ABOUT THIS TASK:
Your answer must consist solely of the line containing "rough mask: <svg" and each line after it through the end of the data, copied exactly.

[Stored items]
▼▼▼
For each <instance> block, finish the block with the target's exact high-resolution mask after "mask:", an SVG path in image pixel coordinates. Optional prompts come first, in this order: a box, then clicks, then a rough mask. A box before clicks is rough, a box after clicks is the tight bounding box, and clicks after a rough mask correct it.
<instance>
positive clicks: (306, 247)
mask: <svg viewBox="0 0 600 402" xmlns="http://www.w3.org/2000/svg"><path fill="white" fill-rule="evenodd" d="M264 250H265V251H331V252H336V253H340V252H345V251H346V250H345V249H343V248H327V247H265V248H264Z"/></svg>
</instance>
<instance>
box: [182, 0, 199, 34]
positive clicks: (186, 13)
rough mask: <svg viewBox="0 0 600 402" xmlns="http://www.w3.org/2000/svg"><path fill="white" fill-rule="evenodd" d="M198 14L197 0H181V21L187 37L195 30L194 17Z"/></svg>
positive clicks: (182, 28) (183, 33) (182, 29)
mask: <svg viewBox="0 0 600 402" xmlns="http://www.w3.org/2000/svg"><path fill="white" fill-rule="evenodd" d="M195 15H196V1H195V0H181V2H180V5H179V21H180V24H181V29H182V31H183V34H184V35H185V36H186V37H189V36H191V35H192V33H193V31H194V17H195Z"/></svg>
▲▲▲
EXERCISE RESPONSE:
rough mask: <svg viewBox="0 0 600 402" xmlns="http://www.w3.org/2000/svg"><path fill="white" fill-rule="evenodd" d="M198 14L197 0H181V21L187 37L195 30L194 17Z"/></svg>
positive clicks: (182, 28) (183, 33) (182, 29)
mask: <svg viewBox="0 0 600 402" xmlns="http://www.w3.org/2000/svg"><path fill="white" fill-rule="evenodd" d="M195 15H196V1H195V0H181V2H180V5H179V21H180V24H181V29H182V31H183V34H184V35H185V36H186V37H189V36H191V35H192V33H193V31H194V17H195Z"/></svg>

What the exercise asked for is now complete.